# Source data
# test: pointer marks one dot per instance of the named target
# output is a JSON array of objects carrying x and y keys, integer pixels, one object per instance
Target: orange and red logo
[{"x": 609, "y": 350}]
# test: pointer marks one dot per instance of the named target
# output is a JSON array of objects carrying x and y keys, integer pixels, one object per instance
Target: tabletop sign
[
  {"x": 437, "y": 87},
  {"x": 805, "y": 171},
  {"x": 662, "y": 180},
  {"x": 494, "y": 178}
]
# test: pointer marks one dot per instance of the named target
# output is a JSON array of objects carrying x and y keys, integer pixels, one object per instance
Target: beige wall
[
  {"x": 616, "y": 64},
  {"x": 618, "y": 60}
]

# TASK BRIEF
Copy out all the entries shown above, character for character.

# RESPONSE TO THIS EXERCISE
# test: pointer marks one dot per instance of the named target
# output is a JSON array of objects carrying x and y keys, integer pixels, one object per instance
Target: orange and red logo
[{"x": 609, "y": 350}]
# test: pointer marks one dot per instance of the named target
# output is a JSON array of objects carrying x and y keys, integer pixels, one object per instance
Target: tabletop sign
[
  {"x": 437, "y": 87},
  {"x": 805, "y": 171},
  {"x": 662, "y": 180},
  {"x": 494, "y": 178}
]
# test: pointer marks one dot per instance of the named target
# output is a JSON array of objects carrying x and y keys, integer pixels, one object per instance
Target: beige wall
[
  {"x": 616, "y": 64},
  {"x": 618, "y": 60}
]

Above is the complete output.